### What the task requires
From the text about boards in shared interest communities below, list in order of appearance the surname of every person it quotes.

### Reading text
Of course, sometimes that’s easier said than done. Governance in shared interest communities is carried out by volunteers, and between jobs, families, and just busy lives in general, their response time can often be slower than residents would like. That doesn’t mean that a board has abdicated its duties, says Piekarsky.  “Boards aren’t dragging their feet purposefully,” he notes—they may be gathering information or looking into a situation in order to render a more informed, substantive answer to a member’s query or complaint. 

Common Complaints & Mistakes 

Multifamily residents voice complaints over a wide range of issues, often revolving around what the board is not doing. Among the most common grievances are boards holding meetings without giving owners adequate (or any) notice, not holding open meetings, or drafting and adopting budgets without any input from the residents footing the bill. Quality-of-life complaints are also rife; everything from noise issues to lax access control can lead to much larger conflicts if not dealt with proactively. 

“One of the most difficult aspects of dealing with owner complaints is their subjectivity,” says Kasten. “Sometimes an owner raises a legitimate issue impacting the community that the board should address. Unfortunately however, sometimes owners complain unreasonably about situations that simply cannot be avoided when many people live in close proximity to each other. Take sound transference for example. The construction of a building may make it nearly impossible to eliminate all sounds coming from neighboring units. For a very sensitive owner, even faint sounds, barely audible unless there is complete silence, can be a source of complaints. The board should treat all complaints seriously and the same. However, a complaining owner who is very sensitive may never be satisfied. In those situations, the board, with advice from its attorney, will have to make a decision as to when it has taken sufficient action and can close the file.”

Cohen notes that in his experience, “There are two types of board members.  Either they see transparency as a double-edged sword and don’t like it, or they are comfortable with it. The former type can lead to conflict with the residents. We prefer to work with the latter type, but we don’t pick the board; the community members do. We believe transparency is the right way—really the only way—to run a community.”

What Not to Share

As previously mentioned, upholding a policy of information sharing doesn’t mean that non-board residents have the right to demand access to every document or decision the board makes. Some items, like residents who may be in arrears, or who have their own litigation pending with the board, management, or other residents, should be discussed in closed session, and otherwise kept confidential. 

“Boards and board members must show discretion about what they say and do,” says Wolf. “We go to private or executive session meetings to discuss issues that require discretion like fines or arrearages, things the board can’t talk about publicly. During the executive session, we cover issues and topics that require discretion and privacy.

### Data block
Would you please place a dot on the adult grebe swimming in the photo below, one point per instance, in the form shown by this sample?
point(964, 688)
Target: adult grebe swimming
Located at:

### Result below
Piekarsky, Kasten, Cohen, Wolf